### WORK TO DO
Recast the data below as a Markdown table with two columns, Row and Line, giving each non-blank line its own numbered row. Leave the pictures out of the table.

+ + + + +

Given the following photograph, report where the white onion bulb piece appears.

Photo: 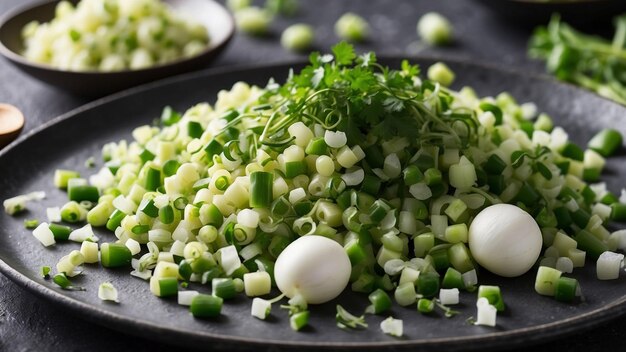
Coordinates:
[469,204,543,277]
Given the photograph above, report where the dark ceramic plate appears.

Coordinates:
[0,59,626,350]
[0,0,235,96]
[478,0,626,29]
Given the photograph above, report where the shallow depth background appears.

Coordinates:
[0,0,626,352]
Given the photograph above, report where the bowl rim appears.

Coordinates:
[0,0,236,76]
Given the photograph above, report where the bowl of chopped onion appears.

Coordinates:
[0,0,235,96]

+ + + + +

### THE SOLUTION
| Row | Line |
|---|---|
| 1 | Given the following photograph, report where the white onion bulb piece appears. |
| 2 | Photo:  |
| 3 | Coordinates: |
| 4 | [469,204,543,277] |
| 5 | Given the photograph above, report where the dark ceramic plate appears. |
| 6 | Coordinates: |
| 7 | [0,59,626,350] |
| 8 | [0,0,235,96] |
| 9 | [478,0,626,29] |
| 10 | Given the photograph above, report where the shallow depth background appears. |
| 11 | Coordinates: |
| 12 | [0,0,626,352] |
| 13 | Given the photograph above, report where the bowl rim appears. |
| 14 | Coordinates: |
| 15 | [0,0,236,76] |
| 16 | Given the photograph above, report where the bowl of chopped onion appears. |
| 17 | Coordinates: |
| 18 | [0,0,235,96] |